AUFGABE 1: Wandle die Zeilen der Datensätze in eine nummerierte Liste um und lass dabei Leerzeilen weg. Beginne bei der Zeile, die „# test: locate the twig“ enthält, und höre erst am Ende der Datensätze auf.

DOKUMENT:
::::::::
Es stand aber eine noch größere Herausforderung an. Am kommenden Wochenende sei Schützenfest im Ort. Und da strömten sicher tausend Menschen ins Festzelt, um gemeinsam zu feiern. Ihr Freundeskreis hätte leider beschlossen, dass jeder mal an der Reihe sei, nach vorne zum Tresen zu gehen und für den ganzen Tisch die Getränke zu holen. Wie schrecklich wäre das, wenn sie etwas verschütten würde und alle das mitbekämen. Peinlich, sogar extrem peinlich wäre das für sie. Allein schon der Weg zur Theke, an den Tischen vorbei … Sie könnte ja stolpern oder sich ungeschickt verhalten und damit auffallen … „Und dann habe ich ja noch die Riesenangst, rot zu werden. Das kann ich dann ja gar nicht mehr stoppen.“ Der Horror stand ihr vorauseilend ins Gesicht geschrieben. 

Fräulein Maria ließ keine Möglichkeit aus, vorherzusagen, was alles passieren könnte, wenn …

Ich unterbrach sie nach einigen Minuten ihrer quälenden Prophezeiungen.
::::::::
QUELLDATEN:

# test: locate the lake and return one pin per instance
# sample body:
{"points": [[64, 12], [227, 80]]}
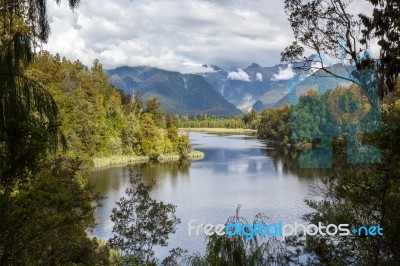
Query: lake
{"points": [[237, 170]]}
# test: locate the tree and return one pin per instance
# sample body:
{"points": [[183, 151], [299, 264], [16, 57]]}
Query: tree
{"points": [[45, 222], [385, 26], [25, 106], [326, 27], [141, 222]]}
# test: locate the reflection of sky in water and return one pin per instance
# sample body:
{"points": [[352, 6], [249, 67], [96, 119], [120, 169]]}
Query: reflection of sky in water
{"points": [[235, 171]]}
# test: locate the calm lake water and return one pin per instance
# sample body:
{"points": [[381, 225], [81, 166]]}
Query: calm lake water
{"points": [[236, 170]]}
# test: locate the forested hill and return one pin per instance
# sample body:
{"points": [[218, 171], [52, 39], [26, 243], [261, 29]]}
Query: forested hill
{"points": [[99, 120], [183, 94]]}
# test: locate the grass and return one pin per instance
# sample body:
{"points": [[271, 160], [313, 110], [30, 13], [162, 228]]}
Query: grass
{"points": [[219, 130], [120, 160]]}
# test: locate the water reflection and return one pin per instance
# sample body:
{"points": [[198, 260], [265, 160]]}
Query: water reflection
{"points": [[237, 169], [287, 160]]}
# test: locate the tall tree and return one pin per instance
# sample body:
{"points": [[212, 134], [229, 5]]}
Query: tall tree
{"points": [[385, 26], [326, 27], [27, 110]]}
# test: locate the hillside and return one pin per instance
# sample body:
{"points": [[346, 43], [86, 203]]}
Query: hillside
{"points": [[183, 94]]}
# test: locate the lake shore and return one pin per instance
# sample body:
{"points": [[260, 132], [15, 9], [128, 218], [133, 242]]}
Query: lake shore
{"points": [[219, 130], [122, 160]]}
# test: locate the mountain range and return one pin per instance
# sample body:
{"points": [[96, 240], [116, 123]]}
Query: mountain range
{"points": [[221, 93]]}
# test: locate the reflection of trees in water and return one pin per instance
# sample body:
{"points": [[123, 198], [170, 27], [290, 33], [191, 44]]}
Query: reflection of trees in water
{"points": [[288, 160], [157, 170]]}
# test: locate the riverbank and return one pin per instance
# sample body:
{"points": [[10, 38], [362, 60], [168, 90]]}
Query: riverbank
{"points": [[219, 130], [121, 160]]}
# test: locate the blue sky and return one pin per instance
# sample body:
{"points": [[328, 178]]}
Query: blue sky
{"points": [[172, 34]]}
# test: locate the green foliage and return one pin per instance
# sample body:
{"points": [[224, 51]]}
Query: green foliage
{"points": [[384, 25], [206, 121], [44, 221], [141, 223], [94, 119], [275, 125]]}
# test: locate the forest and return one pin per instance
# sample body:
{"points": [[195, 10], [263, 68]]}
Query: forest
{"points": [[57, 115]]}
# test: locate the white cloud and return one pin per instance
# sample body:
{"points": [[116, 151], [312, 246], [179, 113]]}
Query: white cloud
{"points": [[284, 74], [175, 35], [238, 75]]}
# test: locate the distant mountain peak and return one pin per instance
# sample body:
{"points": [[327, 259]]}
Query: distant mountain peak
{"points": [[253, 66]]}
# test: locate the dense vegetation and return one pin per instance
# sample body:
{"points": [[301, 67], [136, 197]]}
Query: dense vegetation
{"points": [[53, 111], [247, 120], [49, 105]]}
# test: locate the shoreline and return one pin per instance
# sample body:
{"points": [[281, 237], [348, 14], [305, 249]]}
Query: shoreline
{"points": [[124, 160], [218, 130]]}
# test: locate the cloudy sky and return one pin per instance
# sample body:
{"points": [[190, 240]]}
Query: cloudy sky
{"points": [[171, 34]]}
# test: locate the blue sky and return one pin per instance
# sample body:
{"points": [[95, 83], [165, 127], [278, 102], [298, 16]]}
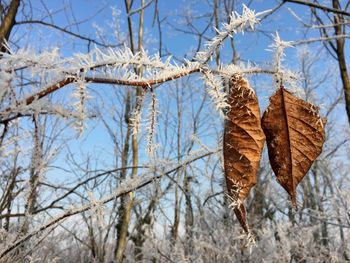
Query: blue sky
{"points": [[251, 46]]}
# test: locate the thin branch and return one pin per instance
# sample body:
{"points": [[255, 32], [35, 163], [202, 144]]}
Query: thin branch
{"points": [[318, 6], [128, 186]]}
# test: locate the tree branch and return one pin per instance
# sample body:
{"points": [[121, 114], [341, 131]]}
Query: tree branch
{"points": [[125, 188], [318, 6]]}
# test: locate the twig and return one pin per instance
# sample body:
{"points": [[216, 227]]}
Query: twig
{"points": [[318, 6]]}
::::::::
AUFGABE 2:
Beantworte diese Fragen anhand des Dokuments:
(a) Welches Fest findet am kommenden Wochenende im Ort statt?
(b) Wie viele Menschen strömen laut Dokument ins Festzelt?
(c) Wovor hat sie nach eigener Aussage eine Riesenangst?

ANTWORT 1:
1. # test: locate the twig and return one pin per instance
2. # sample body:
3. {"points": [[216, 227]]}
4. Query: twig
5. {"points": [[318, 6]]}

ANTWORT 2:
(a) Schützenfest
(b) Sicher tausend Menschen
(c) Davor, rot zu werden